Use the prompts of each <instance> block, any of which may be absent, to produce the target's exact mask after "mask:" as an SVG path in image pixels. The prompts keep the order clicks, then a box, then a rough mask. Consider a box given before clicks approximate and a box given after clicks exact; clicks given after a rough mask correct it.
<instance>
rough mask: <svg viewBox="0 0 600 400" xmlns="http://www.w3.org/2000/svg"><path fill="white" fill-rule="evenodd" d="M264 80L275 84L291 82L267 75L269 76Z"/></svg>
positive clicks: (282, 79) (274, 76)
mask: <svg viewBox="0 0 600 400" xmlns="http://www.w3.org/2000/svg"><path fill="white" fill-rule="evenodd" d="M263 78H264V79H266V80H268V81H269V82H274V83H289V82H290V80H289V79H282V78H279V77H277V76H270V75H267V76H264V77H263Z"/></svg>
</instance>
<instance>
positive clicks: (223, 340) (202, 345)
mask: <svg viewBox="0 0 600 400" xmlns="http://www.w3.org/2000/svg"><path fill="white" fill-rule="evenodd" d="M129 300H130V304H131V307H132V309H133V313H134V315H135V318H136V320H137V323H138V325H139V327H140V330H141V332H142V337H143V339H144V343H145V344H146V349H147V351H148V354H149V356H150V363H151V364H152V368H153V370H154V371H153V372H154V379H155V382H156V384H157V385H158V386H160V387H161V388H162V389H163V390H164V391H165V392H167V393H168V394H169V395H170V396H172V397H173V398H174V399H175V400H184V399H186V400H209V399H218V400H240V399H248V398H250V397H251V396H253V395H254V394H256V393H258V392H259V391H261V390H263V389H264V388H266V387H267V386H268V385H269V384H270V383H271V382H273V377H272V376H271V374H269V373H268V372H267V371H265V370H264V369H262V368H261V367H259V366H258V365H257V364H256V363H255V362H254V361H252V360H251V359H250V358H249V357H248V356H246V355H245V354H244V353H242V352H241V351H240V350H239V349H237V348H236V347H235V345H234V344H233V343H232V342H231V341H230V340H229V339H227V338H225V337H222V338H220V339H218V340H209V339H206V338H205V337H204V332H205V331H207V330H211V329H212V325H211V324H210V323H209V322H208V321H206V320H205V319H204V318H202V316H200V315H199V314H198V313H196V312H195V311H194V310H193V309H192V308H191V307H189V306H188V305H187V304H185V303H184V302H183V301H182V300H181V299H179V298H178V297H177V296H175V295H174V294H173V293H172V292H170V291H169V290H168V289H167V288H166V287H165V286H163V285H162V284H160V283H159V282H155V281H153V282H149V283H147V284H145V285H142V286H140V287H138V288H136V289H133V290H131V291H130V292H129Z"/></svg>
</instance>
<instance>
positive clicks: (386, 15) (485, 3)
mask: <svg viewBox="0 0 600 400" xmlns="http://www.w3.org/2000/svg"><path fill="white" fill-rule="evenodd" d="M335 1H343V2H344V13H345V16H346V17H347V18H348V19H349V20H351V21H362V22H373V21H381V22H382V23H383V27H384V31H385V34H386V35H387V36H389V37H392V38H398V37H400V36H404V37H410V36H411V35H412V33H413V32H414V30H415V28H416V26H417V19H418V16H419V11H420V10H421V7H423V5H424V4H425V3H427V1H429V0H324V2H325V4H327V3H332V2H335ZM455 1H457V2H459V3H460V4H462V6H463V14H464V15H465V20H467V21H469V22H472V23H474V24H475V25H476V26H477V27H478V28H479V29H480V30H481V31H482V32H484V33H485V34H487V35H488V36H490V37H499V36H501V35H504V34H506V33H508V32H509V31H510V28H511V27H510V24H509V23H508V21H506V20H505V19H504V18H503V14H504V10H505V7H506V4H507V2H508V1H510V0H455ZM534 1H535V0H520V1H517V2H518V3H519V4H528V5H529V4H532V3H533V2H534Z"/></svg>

▸ **Task objective**: Repeat the records word for word.

▸ **Output of the task**:
Use the prompts of each <instance> block, any of which may be absent, to produce the target's exact mask after "mask:" as an SVG path in image pixels. The prompts keep the order clicks, then a box, then a rough mask. Consider a box given before clicks approximate and a box given after clicks exact; clicks given after a rough mask correct it.
<instance>
rough mask: <svg viewBox="0 0 600 400" xmlns="http://www.w3.org/2000/svg"><path fill="white" fill-rule="evenodd" d="M264 80L275 84L291 82L267 75L269 76Z"/></svg>
positive clicks: (282, 79) (274, 76)
mask: <svg viewBox="0 0 600 400" xmlns="http://www.w3.org/2000/svg"><path fill="white" fill-rule="evenodd" d="M263 78H264V79H266V80H268V81H269V82H274V83H289V82H290V80H289V79H282V78H279V77H277V76H270V75H267V76H264V77H263Z"/></svg>
</instance>
<instance>
positive clicks: (223, 340) (202, 345)
mask: <svg viewBox="0 0 600 400" xmlns="http://www.w3.org/2000/svg"><path fill="white" fill-rule="evenodd" d="M129 300H130V304H131V307H132V309H133V313H134V315H135V318H136V320H137V323H138V325H139V327H140V330H141V332H142V337H143V339H144V343H145V344H146V349H147V351H148V354H149V356H150V363H151V364H152V368H153V370H154V371H153V372H154V379H155V382H156V384H157V385H158V386H160V387H161V388H162V389H163V390H164V391H165V392H167V393H168V394H169V395H170V396H172V397H173V398H174V399H175V400H184V399H186V400H209V399H218V400H240V399H248V398H250V397H251V396H253V395H254V394H256V393H258V392H259V391H261V390H263V389H264V388H266V387H267V386H268V385H269V384H270V383H271V382H273V377H272V376H271V374H269V373H268V372H267V371H265V370H264V369H262V368H261V367H259V366H258V365H257V364H256V363H255V362H254V361H252V360H251V359H250V358H249V357H248V356H246V355H245V354H244V353H242V352H241V351H240V350H239V349H237V348H236V347H235V345H234V344H233V343H232V342H231V341H230V340H229V339H227V338H225V337H222V338H220V339H218V340H209V339H206V338H205V337H204V332H205V331H207V330H211V329H212V325H211V324H210V323H209V322H208V321H206V320H205V319H204V318H202V316H200V315H199V314H198V313H196V312H195V311H194V310H193V309H192V308H191V307H189V306H188V305H187V304H185V303H184V302H183V301H182V300H181V299H179V298H178V297H177V296H175V295H174V294H173V293H172V292H170V291H169V290H168V289H167V288H166V287H165V286H163V285H162V284H160V283H159V282H155V281H153V282H149V283H147V284H145V285H142V286H140V287H138V288H136V289H133V290H131V291H130V292H129Z"/></svg>
</instance>
<instance>
positive clicks: (386, 15) (485, 3)
mask: <svg viewBox="0 0 600 400" xmlns="http://www.w3.org/2000/svg"><path fill="white" fill-rule="evenodd" d="M335 1H343V2H344V13H345V16H346V17H347V18H348V19H349V20H351V21H362V22H373V21H381V22H382V23H383V27H384V31H385V34H386V35H387V36H389V37H392V38H398V37H400V36H404V37H410V36H411V35H412V33H413V32H414V30H415V28H416V26H417V19H418V16H419V11H420V10H421V7H423V5H424V4H425V3H427V1H429V0H324V2H325V4H327V3H332V2H335ZM455 1H457V2H459V3H460V4H462V6H463V14H464V15H465V20H467V21H469V22H472V23H474V24H475V25H476V26H477V27H478V28H479V29H480V30H481V31H482V32H484V33H485V34H487V35H488V36H490V37H499V36H501V35H504V34H506V33H508V32H509V31H510V28H511V27H510V24H509V23H508V21H506V20H505V19H504V18H503V14H504V10H505V7H506V4H507V2H508V1H510V0H455ZM534 1H535V0H520V1H517V2H518V3H519V4H528V5H529V4H532V3H533V2H534Z"/></svg>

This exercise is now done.